_WORK ORDER_: Quote every line of the records verbatim, from the line containing "150H222L219 142L212 143L214" through the end of the records, with both the first and last lines included.
*** ENTRIES SUPPLIED Section Begins ***
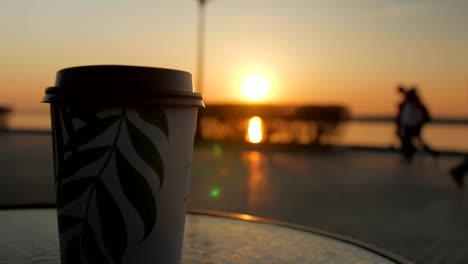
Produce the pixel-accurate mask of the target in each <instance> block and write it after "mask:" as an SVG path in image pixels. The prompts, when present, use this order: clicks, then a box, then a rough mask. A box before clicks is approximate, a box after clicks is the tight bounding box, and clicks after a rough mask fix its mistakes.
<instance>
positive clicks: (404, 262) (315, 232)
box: [187, 209, 414, 264]
mask: <svg viewBox="0 0 468 264" xmlns="http://www.w3.org/2000/svg"><path fill="white" fill-rule="evenodd" d="M187 213H189V214H193V215H205V216H214V217H222V218H230V219H235V220H239V221H246V222H255V223H263V224H271V225H277V226H281V227H285V228H290V229H295V230H299V231H304V232H309V233H313V234H316V235H320V236H324V237H328V238H332V239H335V240H339V241H342V242H345V243H348V244H351V245H354V246H357V247H360V248H362V249H365V250H367V251H371V252H372V253H374V254H376V255H379V256H381V257H383V258H386V259H388V260H391V261H394V262H396V263H400V264H414V263H413V262H411V261H409V260H408V259H405V258H403V257H401V256H398V255H396V254H394V253H392V252H390V251H387V250H385V249H382V248H380V247H378V246H375V245H372V244H369V243H366V242H363V241H360V240H357V239H354V238H351V237H347V236H344V235H338V234H335V233H332V232H328V231H324V230H320V229H317V228H312V227H306V226H302V225H298V224H292V223H288V222H283V221H278V220H273V219H269V218H264V217H258V216H253V215H249V214H239V213H230V212H222V211H211V210H204V209H188V210H187Z"/></svg>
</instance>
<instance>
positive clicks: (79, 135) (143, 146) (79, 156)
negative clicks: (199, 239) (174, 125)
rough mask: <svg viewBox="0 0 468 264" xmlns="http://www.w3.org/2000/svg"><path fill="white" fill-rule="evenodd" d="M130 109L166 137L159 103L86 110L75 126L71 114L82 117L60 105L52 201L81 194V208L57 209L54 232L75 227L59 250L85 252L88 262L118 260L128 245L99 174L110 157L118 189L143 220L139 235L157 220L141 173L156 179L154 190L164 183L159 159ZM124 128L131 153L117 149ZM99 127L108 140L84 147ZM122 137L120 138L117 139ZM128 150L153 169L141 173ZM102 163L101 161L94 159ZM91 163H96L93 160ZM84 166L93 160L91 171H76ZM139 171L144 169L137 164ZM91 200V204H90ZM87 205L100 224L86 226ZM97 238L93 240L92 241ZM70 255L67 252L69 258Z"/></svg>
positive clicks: (90, 139)
mask: <svg viewBox="0 0 468 264" xmlns="http://www.w3.org/2000/svg"><path fill="white" fill-rule="evenodd" d="M130 111H135V112H136V115H133V116H132V118H137V117H138V118H140V119H141V120H143V121H144V122H146V123H147V124H150V125H152V126H154V127H156V128H158V129H159V130H160V131H161V132H162V133H163V134H164V135H165V136H166V138H167V139H169V125H168V120H167V117H166V114H165V112H164V111H163V110H162V109H159V108H155V109H153V108H137V109H127V108H122V112H121V113H120V114H118V115H110V116H107V117H104V118H101V117H98V114H99V113H95V117H92V116H90V115H89V113H87V114H86V119H87V121H89V122H84V125H83V126H82V127H80V128H79V129H76V130H75V129H74V127H73V124H74V123H73V122H71V120H80V121H83V119H84V118H83V117H81V116H79V115H76V114H70V112H73V111H71V110H70V109H68V111H62V112H61V113H62V114H63V115H64V114H68V116H64V117H63V118H64V120H67V121H66V122H67V123H66V125H65V128H66V130H67V131H66V133H67V135H68V140H67V141H66V142H63V145H62V146H63V147H64V152H65V153H66V155H65V157H66V158H64V160H63V161H62V162H61V163H60V164H62V165H61V166H59V168H58V174H57V179H56V185H57V206H58V207H59V208H64V207H66V206H67V205H68V204H71V203H73V202H75V201H76V200H78V199H86V208H85V211H84V212H83V213H82V214H81V215H70V214H69V213H67V214H61V215H59V223H60V226H59V231H60V234H63V233H65V232H72V230H75V231H76V230H77V229H76V228H78V227H81V229H78V230H79V232H78V233H77V234H75V235H74V236H73V237H72V238H71V239H70V240H69V242H68V243H67V245H66V248H65V254H66V255H67V256H69V257H72V256H73V259H77V260H81V259H83V258H86V260H87V261H88V262H90V263H108V262H113V263H121V262H122V259H123V257H124V255H125V252H126V249H127V247H128V244H129V241H128V236H127V230H128V227H127V225H126V222H125V218H124V215H123V213H122V209H121V208H120V207H119V205H118V203H117V201H116V200H115V194H114V193H113V192H114V190H112V191H111V190H110V189H109V188H108V187H107V185H106V184H105V182H106V181H109V180H110V179H109V178H106V179H105V180H104V179H102V177H101V176H102V175H103V172H104V171H105V170H106V169H107V168H108V167H109V166H111V164H114V163H111V162H110V161H111V160H114V161H115V169H116V171H117V177H113V179H115V180H117V179H118V182H119V183H120V186H121V187H122V188H121V189H122V191H123V195H124V197H126V199H127V201H128V202H129V204H130V205H131V206H132V207H133V208H134V210H135V213H136V215H137V216H138V217H139V218H140V219H141V223H142V225H143V230H144V232H143V236H142V239H141V240H140V242H142V241H144V240H145V239H146V238H147V237H148V236H149V235H150V234H151V232H152V231H153V230H154V227H155V225H156V221H157V203H156V200H157V199H156V198H155V197H154V195H153V191H152V189H151V187H150V184H149V183H148V181H147V179H146V177H150V176H156V177H157V179H158V181H159V188H157V191H160V190H161V188H162V186H163V183H164V164H163V161H162V159H161V155H160V153H159V150H158V148H157V146H156V145H155V144H154V143H153V141H152V140H151V139H150V137H149V136H148V135H146V134H145V133H144V132H143V131H142V130H140V129H139V128H138V126H137V125H136V124H135V123H134V122H133V121H132V119H131V118H129V116H128V113H129V112H130ZM125 128H126V131H127V135H128V140H129V141H130V143H131V146H132V148H133V150H134V153H130V154H129V153H125V155H124V154H123V153H122V150H121V147H119V144H118V143H119V139H120V138H122V137H124V135H126V134H125V133H121V132H122V130H124V129H125ZM103 133H111V134H113V135H114V136H113V138H112V143H110V144H109V145H106V146H99V147H88V148H86V147H84V145H87V144H90V145H92V143H93V141H94V140H95V139H96V138H97V137H99V136H100V135H102V134H103ZM123 140H125V138H124V139H123ZM128 155H133V156H135V155H136V156H135V157H136V158H139V159H140V160H142V161H143V162H144V163H146V164H147V165H148V166H149V168H151V169H152V170H151V171H152V172H154V174H155V175H143V174H142V173H141V172H139V171H138V170H137V168H135V166H134V165H133V164H132V163H131V162H130V161H129V160H128V159H127V158H126V156H128ZM102 163H103V165H102V166H101V165H100V164H102ZM96 164H97V165H96ZM88 166H99V169H98V172H96V175H82V174H85V173H86V171H85V170H84V171H85V172H83V171H81V170H82V169H84V168H86V167H88ZM143 171H145V170H143ZM92 203H95V204H96V206H91V205H92ZM90 210H97V217H98V221H99V223H100V228H98V229H97V230H92V229H91V227H90V224H89V223H90V222H89V221H90V219H89V217H91V216H90V214H89V212H90ZM98 240H99V241H102V242H101V243H98V242H97V241H98ZM69 259H70V258H69Z"/></svg>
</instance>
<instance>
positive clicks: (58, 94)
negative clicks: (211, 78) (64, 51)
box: [44, 65, 203, 263]
mask: <svg viewBox="0 0 468 264" xmlns="http://www.w3.org/2000/svg"><path fill="white" fill-rule="evenodd" d="M44 102H46V103H50V109H51V119H52V135H53V145H54V169H55V170H54V171H55V186H56V194H57V197H56V198H57V214H58V223H59V234H60V254H61V261H62V263H178V262H180V259H181V254H182V246H183V233H184V225H185V213H186V208H187V199H188V193H189V183H190V175H191V162H192V151H193V139H194V133H195V124H196V118H197V111H198V108H199V107H203V101H202V96H201V95H200V94H198V93H195V92H193V88H192V80H191V75H190V74H189V73H187V72H182V71H177V70H169V69H160V68H149V67H136V66H118V65H101V66H99V65H98V66H82V67H73V68H67V69H63V70H60V71H59V72H58V73H57V76H56V84H55V86H54V87H49V88H47V89H46V95H45V97H44Z"/></svg>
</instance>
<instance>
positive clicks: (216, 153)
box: [213, 144, 222, 158]
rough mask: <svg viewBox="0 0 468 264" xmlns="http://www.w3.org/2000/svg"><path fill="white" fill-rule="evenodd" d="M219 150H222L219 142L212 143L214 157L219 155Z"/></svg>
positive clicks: (216, 156)
mask: <svg viewBox="0 0 468 264" xmlns="http://www.w3.org/2000/svg"><path fill="white" fill-rule="evenodd" d="M221 152H222V150H221V145H219V144H214V145H213V154H214V156H215V157H216V158H219V157H221Z"/></svg>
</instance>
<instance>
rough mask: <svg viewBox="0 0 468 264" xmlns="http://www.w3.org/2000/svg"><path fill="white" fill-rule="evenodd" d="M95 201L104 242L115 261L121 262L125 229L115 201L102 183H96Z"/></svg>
mask: <svg viewBox="0 0 468 264" xmlns="http://www.w3.org/2000/svg"><path fill="white" fill-rule="evenodd" d="M96 201H97V206H98V214H99V222H100V224H101V230H102V238H103V240H104V244H105V246H106V248H107V251H108V252H109V255H110V256H111V257H112V259H113V260H114V262H115V263H121V262H122V258H123V255H124V253H125V250H126V247H127V230H126V226H125V222H124V218H123V216H122V213H121V211H120V208H119V207H118V205H117V203H116V201H115V200H114V198H113V197H112V195H111V194H110V192H109V191H108V190H107V188H106V186H105V185H104V183H102V182H101V181H98V182H97V183H96Z"/></svg>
*** ENTRIES SUPPLIED Section Ends ***
_TASK RESULT_:
rough mask: <svg viewBox="0 0 468 264" xmlns="http://www.w3.org/2000/svg"><path fill="white" fill-rule="evenodd" d="M219 150H222L219 142L212 143L214 157L219 155Z"/></svg>
positive clicks: (216, 156)
mask: <svg viewBox="0 0 468 264" xmlns="http://www.w3.org/2000/svg"><path fill="white" fill-rule="evenodd" d="M221 152H222V150H221V145H219V144H214V145H213V154H214V156H215V157H216V158H219V157H221Z"/></svg>
</instance>
<instance>
rough mask: <svg viewBox="0 0 468 264" xmlns="http://www.w3.org/2000/svg"><path fill="white" fill-rule="evenodd" d="M95 201L104 242L115 261L121 262L125 229L115 201L102 183H96Z"/></svg>
mask: <svg viewBox="0 0 468 264" xmlns="http://www.w3.org/2000/svg"><path fill="white" fill-rule="evenodd" d="M96 201H97V206H98V214H99V222H100V224H101V230H102V238H103V240H104V244H105V246H106V248H107V251H108V252H109V255H110V256H111V257H112V259H113V260H114V262H115V263H121V262H122V258H123V255H124V253H125V250H126V247H127V230H126V226H125V222H124V218H123V216H122V213H121V211H120V208H119V207H118V205H117V203H116V201H115V200H114V198H113V197H112V195H111V194H110V192H109V191H108V190H107V188H106V186H105V185H104V183H102V182H101V181H98V182H97V183H96Z"/></svg>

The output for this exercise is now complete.